■ **提示文**:
2009年10月中旬、韓国・ソウルの韓国カソリック大学を会場にWHO-FICネットワーク会議(WHOの健康関連国際分類の会議)が開かれました。今回は、会議の様子にその後の動きも一部加えて報告します。少々長くなりますが、ご容赦ください。
なお、厚生労働省のICF専門委員会のWebサイトにもその報告資料がアップされていますので、併せてご覧下さい。
http://www.mhlw.go.jp/shingi/2009/12/s1204-13.html
このFIC会議には日本から、厚生労働省内の担当者や、委嘱を受けた医療専門家、そしてICFやICF-CYの普及・翻訳に関わってきたメンバー10人程度が参加しました。WHO―FIC全体としては、ICD(国際疾病分類)の関係者が過半数でしたが、ICF関係者も生活機能分類グループ(FDRG)の3日間の会の中で、以下の8つのタスクグループに分かれて進めてきた取り組みの成果を交流し、今後の課題を確認しました。
・タスクグループ1(コーディングガイドライン)
ICFを障害者実態調査や個別支援で活用するための留意点をまとめた「手引き書」の作成を行っている。すでに60ページほどの素案が作成されたが、細かすぎるので本文と付属資料に分けるべきである、ICFの特徴の紹介などはこのコーデイングガイドラインで述べるべきではない、ガイドラインという名称は強すぎるのでガイドとかガイダンスとかにすべきである、サービス利用の受給資格アセスメントの場合の活用方法にも触れるべきではないか、などの意見が出され、引き続き検討することになった。
・タスクグループ2(ICFのアップデート)
ICFの本格的改正(バージョン2)に向けての取り組みは始まっていないが、ICFの分類項目を追加したり、1つの項目を2つに分けたり、2つの項目を一つにまとめたり、例示を増やしたりなどの「アップデート」はしなければならないということで、インターネットも活用したICF改正用のプラットホーム(改正手続きのツールやルールのセット)が完成した。最終的にはFDRG及びURC(分類改正改訂委員会)の投票によって改正提案の採否が決まる。2010年から本格運用予定。
・タスクグループ3(ICDとの関係)
現在のICD(国際疾病分類)はICD-10だが、これを改正してICD-11を作成し、2014年には決定する予定となっている。そのICD-11を作成するツール(i-CAT)が準備されつつあり、そこではすべての病気を10余りの統一した項目(病因など)で定義・説明することになっている。その中にfunctional impact(その病気が及ぼす生活機能への影響)という項目がある。その項目は用語の統一などICFとの調整が必要であり、FDRGに作業協力が依頼された。しかし、心身機能・身体構造はともかく、活動や参加を病気のfunctional impactとしてICDの項目の中に取り入れることには、相当強い反発があり、引き続き検討することになった。
・タスクグループ4(ICFの実行)
すでにドイツのチームなどが中心となって作られた疾患別のICFコアセットはあるが、より一般的に利用可能な(いろいろな疾患に共通して使える)ICFのコアセット(parsimonious set)版がほぼ完成した。12月から2010年3月までフィールドテストを各国のFIC協力センターの協力で行う。その際各国の協力センターはできるだけ障害当事者にも参加してもらうように努力する。その結果をまとめて2010年に完成を目指す。

■ **設問一覧**:
**A)** WHO-FICネットワーク会議の報告のうち、「ICFを障害者実態調査や個別」から「が出され、引き続き検討することになった。」まで(両端の語句を含む)を一字一句違えずに書き写してください。
**B)** WHO-FICネットワーク会議の報告に基づき、次の問いに答えてください。
(i) 会議の会場となった大学はどこですか。
(ii) ICD-11は何年に決定する予定とされていますか。
(iii) より一般的に利用可能なICFのコアセット版のフィールドテストは、いつからいつまで行われますか。
**C)** WHO-FICネットワーク会議の報告を最後の文の後から引き継ぎ、続きを書き進めてください。
エントリーを参照する必要はありません。

■ **記録データ**:
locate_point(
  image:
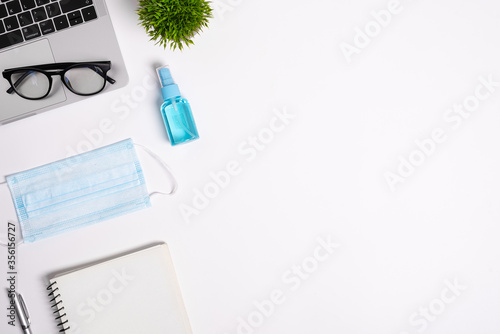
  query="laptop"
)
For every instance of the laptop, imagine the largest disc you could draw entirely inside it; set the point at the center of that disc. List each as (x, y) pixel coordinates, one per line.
(35, 32)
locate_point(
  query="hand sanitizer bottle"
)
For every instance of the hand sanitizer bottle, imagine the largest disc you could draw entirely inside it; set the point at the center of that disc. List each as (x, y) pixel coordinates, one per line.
(175, 111)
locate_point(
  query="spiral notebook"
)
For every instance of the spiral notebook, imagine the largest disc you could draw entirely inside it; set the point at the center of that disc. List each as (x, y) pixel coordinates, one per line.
(130, 294)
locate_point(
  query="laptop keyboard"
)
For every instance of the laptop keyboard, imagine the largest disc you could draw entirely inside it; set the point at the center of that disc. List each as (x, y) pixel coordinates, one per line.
(22, 20)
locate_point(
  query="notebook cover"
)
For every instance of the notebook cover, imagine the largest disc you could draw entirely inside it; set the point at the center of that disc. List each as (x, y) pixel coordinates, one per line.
(131, 294)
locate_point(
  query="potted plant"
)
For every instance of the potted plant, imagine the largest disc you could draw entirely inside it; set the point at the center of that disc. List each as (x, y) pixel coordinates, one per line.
(174, 23)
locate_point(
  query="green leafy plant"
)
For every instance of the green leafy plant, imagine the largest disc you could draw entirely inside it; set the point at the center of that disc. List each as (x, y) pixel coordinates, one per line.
(174, 22)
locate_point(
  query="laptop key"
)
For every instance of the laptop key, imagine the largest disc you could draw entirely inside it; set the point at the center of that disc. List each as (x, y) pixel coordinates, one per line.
(47, 27)
(89, 13)
(31, 32)
(68, 6)
(74, 15)
(61, 22)
(25, 19)
(53, 9)
(14, 7)
(28, 4)
(11, 23)
(39, 14)
(11, 38)
(3, 11)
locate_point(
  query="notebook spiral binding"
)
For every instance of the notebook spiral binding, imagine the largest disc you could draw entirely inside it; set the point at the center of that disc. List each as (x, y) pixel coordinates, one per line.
(57, 304)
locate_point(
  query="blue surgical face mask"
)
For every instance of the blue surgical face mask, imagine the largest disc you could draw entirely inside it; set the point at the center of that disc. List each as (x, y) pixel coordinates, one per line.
(79, 191)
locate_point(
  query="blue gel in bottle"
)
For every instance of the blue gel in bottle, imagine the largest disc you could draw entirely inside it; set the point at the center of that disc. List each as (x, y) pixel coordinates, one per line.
(175, 110)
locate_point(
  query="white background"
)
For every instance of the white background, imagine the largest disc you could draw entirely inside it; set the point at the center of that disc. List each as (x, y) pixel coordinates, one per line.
(322, 176)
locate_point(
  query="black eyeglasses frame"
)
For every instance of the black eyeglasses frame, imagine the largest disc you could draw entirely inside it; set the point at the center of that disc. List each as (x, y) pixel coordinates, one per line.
(60, 69)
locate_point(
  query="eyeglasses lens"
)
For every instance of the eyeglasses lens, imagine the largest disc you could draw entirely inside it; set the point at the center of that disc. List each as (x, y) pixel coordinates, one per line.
(30, 84)
(85, 79)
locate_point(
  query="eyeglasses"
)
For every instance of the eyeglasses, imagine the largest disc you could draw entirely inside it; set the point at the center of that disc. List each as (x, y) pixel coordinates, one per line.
(35, 82)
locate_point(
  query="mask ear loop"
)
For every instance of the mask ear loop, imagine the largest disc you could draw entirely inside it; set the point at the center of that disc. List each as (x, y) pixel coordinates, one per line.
(165, 166)
(6, 244)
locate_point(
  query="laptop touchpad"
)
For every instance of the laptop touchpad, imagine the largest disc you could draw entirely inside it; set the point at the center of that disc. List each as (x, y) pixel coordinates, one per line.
(37, 53)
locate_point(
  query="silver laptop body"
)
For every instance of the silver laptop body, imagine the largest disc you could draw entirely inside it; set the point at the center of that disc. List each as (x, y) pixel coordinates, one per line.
(34, 32)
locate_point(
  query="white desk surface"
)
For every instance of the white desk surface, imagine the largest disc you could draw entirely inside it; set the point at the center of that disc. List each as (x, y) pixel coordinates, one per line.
(422, 258)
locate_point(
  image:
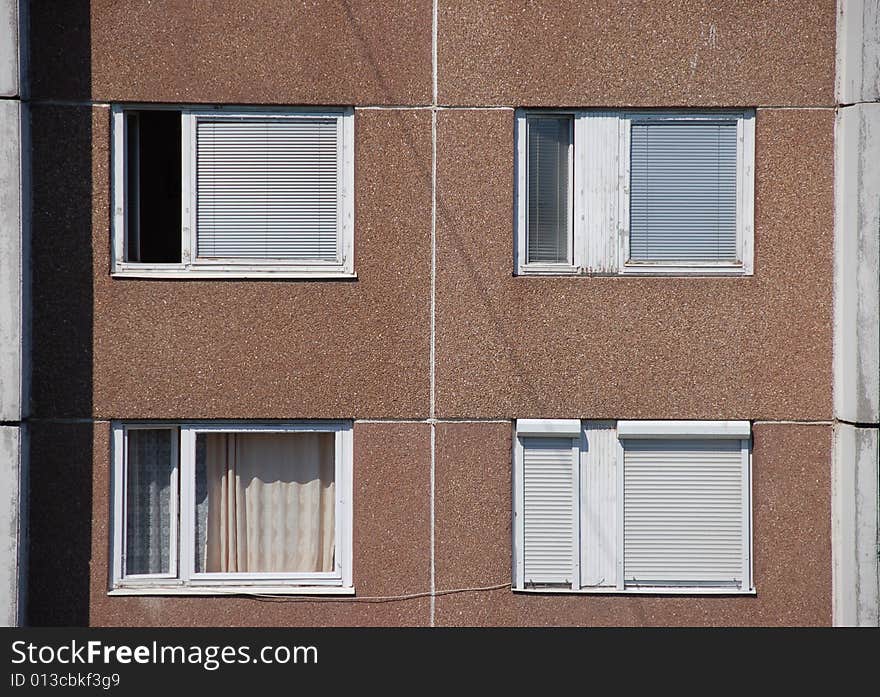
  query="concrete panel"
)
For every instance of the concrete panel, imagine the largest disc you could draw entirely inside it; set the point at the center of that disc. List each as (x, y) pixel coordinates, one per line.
(11, 525)
(858, 51)
(791, 507)
(619, 52)
(279, 349)
(857, 264)
(9, 48)
(625, 347)
(391, 548)
(855, 526)
(227, 51)
(62, 280)
(11, 285)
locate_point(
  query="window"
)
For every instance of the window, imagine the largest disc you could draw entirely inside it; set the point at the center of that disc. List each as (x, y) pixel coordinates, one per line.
(214, 192)
(201, 508)
(632, 506)
(636, 192)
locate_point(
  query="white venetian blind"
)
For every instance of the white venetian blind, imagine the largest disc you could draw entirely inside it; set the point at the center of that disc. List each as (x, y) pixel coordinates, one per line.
(683, 512)
(548, 500)
(267, 188)
(683, 191)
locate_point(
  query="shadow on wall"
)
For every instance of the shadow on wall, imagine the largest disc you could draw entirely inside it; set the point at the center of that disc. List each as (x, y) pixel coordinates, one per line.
(60, 498)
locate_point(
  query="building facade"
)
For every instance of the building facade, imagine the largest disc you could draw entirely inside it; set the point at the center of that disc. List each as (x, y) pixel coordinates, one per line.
(447, 313)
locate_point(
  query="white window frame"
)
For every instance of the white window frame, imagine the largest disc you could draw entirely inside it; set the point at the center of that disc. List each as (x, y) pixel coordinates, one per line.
(185, 580)
(601, 247)
(626, 430)
(193, 267)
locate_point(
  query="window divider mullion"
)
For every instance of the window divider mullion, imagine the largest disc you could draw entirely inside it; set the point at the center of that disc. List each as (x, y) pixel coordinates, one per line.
(188, 188)
(620, 514)
(576, 511)
(579, 168)
(186, 507)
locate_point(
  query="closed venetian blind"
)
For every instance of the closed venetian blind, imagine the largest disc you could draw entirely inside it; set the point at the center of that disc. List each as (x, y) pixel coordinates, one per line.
(683, 512)
(683, 191)
(548, 212)
(548, 500)
(267, 189)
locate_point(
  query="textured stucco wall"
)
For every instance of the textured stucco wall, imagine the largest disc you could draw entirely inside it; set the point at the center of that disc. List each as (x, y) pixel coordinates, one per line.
(724, 348)
(266, 52)
(506, 347)
(621, 52)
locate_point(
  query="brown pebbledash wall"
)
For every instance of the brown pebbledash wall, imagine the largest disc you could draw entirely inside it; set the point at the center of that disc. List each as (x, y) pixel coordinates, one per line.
(228, 51)
(643, 348)
(391, 548)
(626, 53)
(282, 349)
(791, 533)
(756, 348)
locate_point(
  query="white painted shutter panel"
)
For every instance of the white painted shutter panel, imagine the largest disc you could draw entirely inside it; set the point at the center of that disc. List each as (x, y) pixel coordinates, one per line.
(683, 191)
(548, 510)
(683, 512)
(267, 188)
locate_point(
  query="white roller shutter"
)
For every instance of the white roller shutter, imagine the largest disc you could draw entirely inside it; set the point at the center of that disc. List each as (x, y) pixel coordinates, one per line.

■ **設問の解答**:
**A)**
ICFを障害者実態調査や個別支援で活用するための留意点をまとめた「手引き書」の作成を行っている。すでに60ページほどの素案が作成されたが、細かすぎるので本文と付属資料に分けるべきである、ICFの特徴の紹介などはこのコーデイングガイドラインで述べるべきではない、ガイドラインという名称は強すぎるのでガイドとかガイダンスとかにすべきである、サービス利用の受給資格アセスメントの場合の活用方法にも触れるべきではないか、などの意見が出され、引き続き検討することになった。

**B)**
(i) 韓国・ソウルの韓国カソリック大学
(ii) 2014年
(iii) 12月から2010年3月まで

**C)**
・タスクグループ5(ICFの教育)
Webでのトレーニングツールを発表した。入門編、専門編などのレベルに分かれ、専門編のほうでは統計、リハビリテーション、権利擁護など分野ごとにモジュールを想定しているが、とりあえずは分野を分けない入門編についてほぼ完成した。今後はFDRGメンバーによるフィールドテストを行いたい意向である。
また、ビギナーズガイドが出来てから10年近くたち、概念の周知からコード化などの活用につながるガイドが必要とのことから、ICF Overviewの作成1年ほど前から進めてきたが、ほぼ完成しつつあり、最終的な検討のためさらにメンバーを追加した。障害者権利条約のモニタリングに役立つであろうなど、ビギナーズガイド以降の状況の変化なども反映させている。また脊髄損傷、パニック障害などの「健康状態」ごとの典型的な状態をICF関連図で示そうとしている。(佐藤は、目の機能障害をメガネで補って、読む活動や大学教員としての参加を成り立たせているという自分自身のICF関連図を送り、採用してはどうかと半分冗談に書いた。)
・タスクグループ6 (倫理と人権)
2009年に引き続き2010年もイタリアでInternational Conference on Disability, Justice and Long-term Careを開催する予定。また、国連から障害者権利条約のモニタリングを要請されている(とくに第25条健康、第26条ハビリテーションとリハビリテーション)。そこにICFを活用したい。さらに、ICFの付属資料6「ICFの使用に関する倫理的ガイドライン」の改正案を来年のICF会議に提案する。
・タスクグループ7(環境因子)
ISO9999との協議を行ったことの報告があった。今ISOは見直しの時期なので、ISO9999とICFとの食い違い(移動の中に椅子から立ったり座ったりを含めるかどうかなど)を是正し、統一を図る協議を急ぐ必要がある。
・タスクグループ8(ICFにおけるターミノロジーとオントロジー)
ICFの分類項目の定義を用いた情報モデルの作成、オントロジーの開発を引き続き検討している。オントロジーの開発というのは、コンピューターが理解できる用語の体系に整理するということのようであるが、どうもよくわからない。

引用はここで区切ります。